### Exercise
Please recast all the entries below as a two-column CSV with the headers "input" and "output", one row per entry, placing its text in "input" and its answer in "output". Wrap each field in quotation marks, replace line breaks with spaces, and leave the pictures out.

Box-labeled dataset extracts
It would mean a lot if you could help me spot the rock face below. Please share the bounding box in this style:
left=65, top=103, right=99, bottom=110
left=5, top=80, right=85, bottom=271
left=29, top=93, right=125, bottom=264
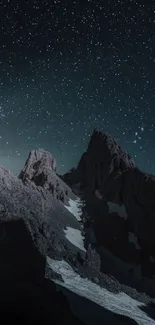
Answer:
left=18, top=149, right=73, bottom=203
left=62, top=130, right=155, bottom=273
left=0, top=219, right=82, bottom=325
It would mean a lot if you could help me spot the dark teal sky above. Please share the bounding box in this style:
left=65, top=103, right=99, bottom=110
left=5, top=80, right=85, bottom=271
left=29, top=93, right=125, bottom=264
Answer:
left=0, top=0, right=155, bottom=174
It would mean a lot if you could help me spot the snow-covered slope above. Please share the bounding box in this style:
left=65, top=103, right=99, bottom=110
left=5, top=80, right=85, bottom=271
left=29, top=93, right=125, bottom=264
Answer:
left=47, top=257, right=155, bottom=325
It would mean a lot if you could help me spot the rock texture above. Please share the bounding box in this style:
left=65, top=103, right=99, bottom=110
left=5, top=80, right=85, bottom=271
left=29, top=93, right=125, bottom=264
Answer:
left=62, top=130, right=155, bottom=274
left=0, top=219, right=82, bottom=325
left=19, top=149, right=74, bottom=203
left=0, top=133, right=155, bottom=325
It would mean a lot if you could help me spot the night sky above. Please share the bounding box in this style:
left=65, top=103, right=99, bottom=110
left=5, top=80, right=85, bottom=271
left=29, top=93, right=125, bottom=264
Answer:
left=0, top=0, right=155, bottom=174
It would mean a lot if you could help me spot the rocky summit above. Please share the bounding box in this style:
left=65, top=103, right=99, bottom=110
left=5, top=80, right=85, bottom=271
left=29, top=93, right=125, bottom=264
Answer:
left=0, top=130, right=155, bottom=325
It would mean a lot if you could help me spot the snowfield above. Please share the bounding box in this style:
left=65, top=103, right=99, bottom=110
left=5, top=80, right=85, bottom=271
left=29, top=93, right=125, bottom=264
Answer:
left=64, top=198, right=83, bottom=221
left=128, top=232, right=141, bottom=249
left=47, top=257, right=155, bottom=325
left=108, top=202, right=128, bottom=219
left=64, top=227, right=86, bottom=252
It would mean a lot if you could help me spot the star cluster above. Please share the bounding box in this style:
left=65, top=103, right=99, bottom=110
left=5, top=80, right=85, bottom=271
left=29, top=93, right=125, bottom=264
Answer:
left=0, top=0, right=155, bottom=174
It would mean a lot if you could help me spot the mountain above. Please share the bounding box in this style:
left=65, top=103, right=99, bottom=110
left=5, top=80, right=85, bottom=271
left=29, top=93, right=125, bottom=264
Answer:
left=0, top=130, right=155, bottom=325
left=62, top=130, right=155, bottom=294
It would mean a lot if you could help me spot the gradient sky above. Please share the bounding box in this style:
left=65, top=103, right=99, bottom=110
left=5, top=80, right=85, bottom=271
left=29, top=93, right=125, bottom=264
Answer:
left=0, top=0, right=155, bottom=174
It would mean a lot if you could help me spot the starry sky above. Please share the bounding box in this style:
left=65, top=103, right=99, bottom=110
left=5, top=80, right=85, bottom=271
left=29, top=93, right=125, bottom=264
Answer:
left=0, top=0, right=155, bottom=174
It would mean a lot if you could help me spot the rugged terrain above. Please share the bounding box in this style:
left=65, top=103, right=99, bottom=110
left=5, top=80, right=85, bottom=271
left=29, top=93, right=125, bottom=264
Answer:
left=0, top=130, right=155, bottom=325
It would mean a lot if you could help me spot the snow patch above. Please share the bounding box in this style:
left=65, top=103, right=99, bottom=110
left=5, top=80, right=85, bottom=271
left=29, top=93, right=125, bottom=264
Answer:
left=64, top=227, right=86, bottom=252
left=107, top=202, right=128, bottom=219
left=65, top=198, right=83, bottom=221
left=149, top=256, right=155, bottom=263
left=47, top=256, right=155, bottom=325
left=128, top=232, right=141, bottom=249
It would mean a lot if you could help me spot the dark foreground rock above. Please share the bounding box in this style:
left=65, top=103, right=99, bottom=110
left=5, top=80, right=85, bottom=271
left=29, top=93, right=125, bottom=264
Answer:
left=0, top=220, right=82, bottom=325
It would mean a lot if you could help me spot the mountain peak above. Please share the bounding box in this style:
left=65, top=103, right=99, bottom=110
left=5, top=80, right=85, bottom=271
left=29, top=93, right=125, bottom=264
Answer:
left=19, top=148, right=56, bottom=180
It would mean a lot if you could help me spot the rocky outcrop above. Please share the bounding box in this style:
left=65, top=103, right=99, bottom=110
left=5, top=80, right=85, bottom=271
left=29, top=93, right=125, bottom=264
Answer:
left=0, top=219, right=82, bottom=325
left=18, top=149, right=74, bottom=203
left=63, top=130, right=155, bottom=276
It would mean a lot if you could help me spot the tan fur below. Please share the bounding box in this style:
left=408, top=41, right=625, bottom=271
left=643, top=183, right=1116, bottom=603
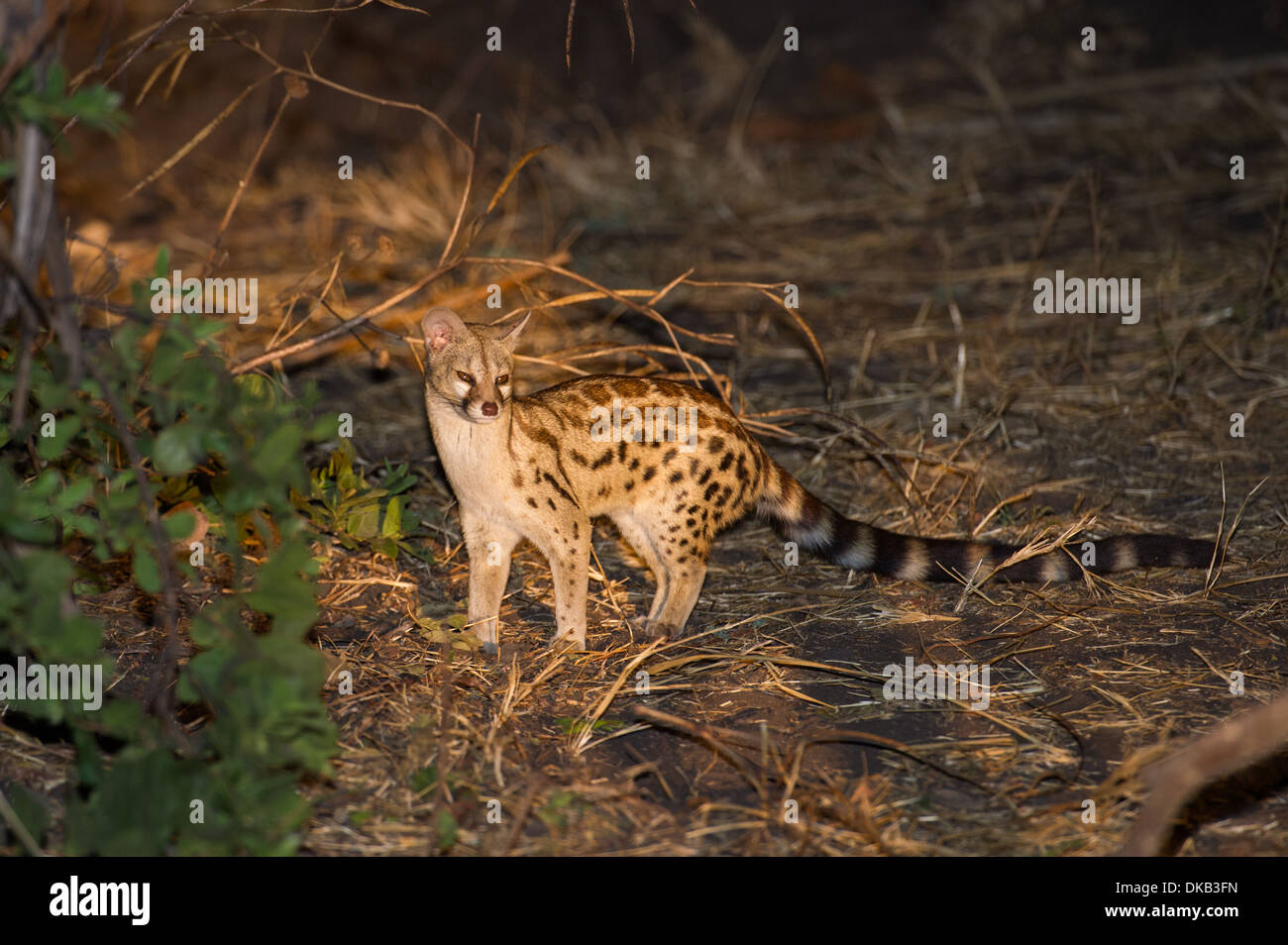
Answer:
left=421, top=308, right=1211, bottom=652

### Response for this exercise
input,output
"It would mean a lot if you could help me spot the rock face below. Please share the bounding box in this style: left=65, top=103, right=99, bottom=110 left=5, top=80, right=85, bottom=271 left=29, top=93, right=125, bottom=264 Answer:","left=18, top=149, right=73, bottom=203 left=62, top=130, right=155, bottom=273 left=0, top=219, right=82, bottom=325"
"It would mean a lot if you could help me spot the dark teal sky above. Please share the bounding box in this style: left=65, top=103, right=99, bottom=110 left=5, top=80, right=85, bottom=271 left=29, top=93, right=125, bottom=264 Answer:","left=0, top=0, right=155, bottom=174"
"It would mean a lot if you could help me spot the snow-covered slope above. Please share the bounding box in this style: left=65, top=103, right=99, bottom=110 left=5, top=80, right=85, bottom=271 left=29, top=93, right=125, bottom=264 Answer:","left=47, top=257, right=155, bottom=325"
"It would mean a lot if you could help me spot the rock texture above. Please share the bounding box in this style: left=65, top=103, right=99, bottom=110 left=5, top=80, right=85, bottom=271 left=29, top=93, right=125, bottom=264 Answer:","left=62, top=130, right=155, bottom=274 left=0, top=219, right=82, bottom=325 left=19, top=149, right=74, bottom=203 left=0, top=133, right=155, bottom=325"
"It would mean a lot if you could help me spot the night sky above. Please share the bounding box in this style: left=65, top=103, right=99, bottom=110 left=5, top=80, right=85, bottom=271 left=29, top=93, right=125, bottom=264 Answer:","left=0, top=0, right=155, bottom=174"
"It would mean a lot if you could help me spot the rocky summit above. Please share the bounding box in this style: left=65, top=103, right=99, bottom=110 left=5, top=80, right=85, bottom=271 left=29, top=93, right=125, bottom=264 Answer:","left=0, top=130, right=155, bottom=325"
"It would mean a lot if you could help me spot the snowfield above. Please share the bounding box in this style: left=65, top=103, right=99, bottom=110 left=5, top=80, right=85, bottom=271 left=29, top=93, right=125, bottom=264 Answer:","left=64, top=198, right=83, bottom=221 left=128, top=232, right=141, bottom=249 left=47, top=257, right=155, bottom=325 left=108, top=202, right=128, bottom=219 left=64, top=227, right=86, bottom=252"
"It would mean a lot if you could help me spot the star cluster above. Please share the bounding box in this style: left=65, top=103, right=99, bottom=110 left=5, top=80, right=85, bottom=271 left=29, top=93, right=125, bottom=264 Answer:","left=0, top=0, right=155, bottom=174"
"It would mean a lot if you could help me spot the mountain above. Please share the bounding box in this style: left=65, top=103, right=99, bottom=110 left=5, top=80, right=85, bottom=271 left=29, top=93, right=125, bottom=264 Answer:","left=0, top=130, right=155, bottom=325 left=62, top=130, right=155, bottom=294"
"It would mean a lot if you could help me spot the gradient sky above. Please share the bounding box in this style: left=65, top=103, right=99, bottom=110 left=5, top=80, right=85, bottom=271 left=29, top=93, right=125, bottom=264 Answer:","left=0, top=0, right=155, bottom=174"
"It would mean a lot if you could help me spot the starry sky above. Please share the bounding box in this style: left=65, top=103, right=99, bottom=110 left=5, top=80, right=85, bottom=271 left=29, top=93, right=125, bottom=264 Answer:","left=0, top=0, right=155, bottom=174"
"It would mean a lot if you could help me spot the rugged terrain above. Please share the bounding box in this style: left=65, top=103, right=99, bottom=110 left=5, top=80, right=85, bottom=271 left=29, top=93, right=125, bottom=264 Answer:","left=0, top=130, right=155, bottom=325"
"It would mean a lot if you could help me spot the snow patch above. Please share the bounding box in this style: left=65, top=103, right=99, bottom=110 left=5, top=80, right=85, bottom=271 left=29, top=93, right=125, bottom=264 Answer:","left=64, top=227, right=86, bottom=252 left=107, top=202, right=128, bottom=219 left=65, top=198, right=83, bottom=221 left=149, top=256, right=155, bottom=263 left=47, top=256, right=155, bottom=325 left=128, top=232, right=141, bottom=249"
"It would mean a lot if you could help me spot the dark foreground rock above. Please share the bounding box in this style: left=65, top=103, right=99, bottom=110 left=5, top=80, right=85, bottom=271 left=29, top=93, right=125, bottom=264 Answer:","left=0, top=220, right=82, bottom=325"
"It would mean a lot if you could help me spot the mountain peak above. Please share the bounding box in this style: left=65, top=103, right=99, bottom=110 left=5, top=80, right=85, bottom=271 left=29, top=93, right=125, bottom=264 Answer:","left=19, top=148, right=56, bottom=180"
"It would mean a lot if you could help me spot the rocky outcrop above. Please share the bounding box in this style: left=65, top=103, right=99, bottom=110 left=5, top=80, right=85, bottom=271 left=29, top=93, right=125, bottom=264 Answer:","left=0, top=219, right=82, bottom=325 left=18, top=149, right=74, bottom=203 left=63, top=130, right=155, bottom=276"
"It would mean a lot if you could help me spot the tan fur below. Please share the bounding box in this style: left=408, top=41, right=625, bottom=271 left=643, top=183, right=1116, bottom=603 Answer:","left=421, top=308, right=1211, bottom=652"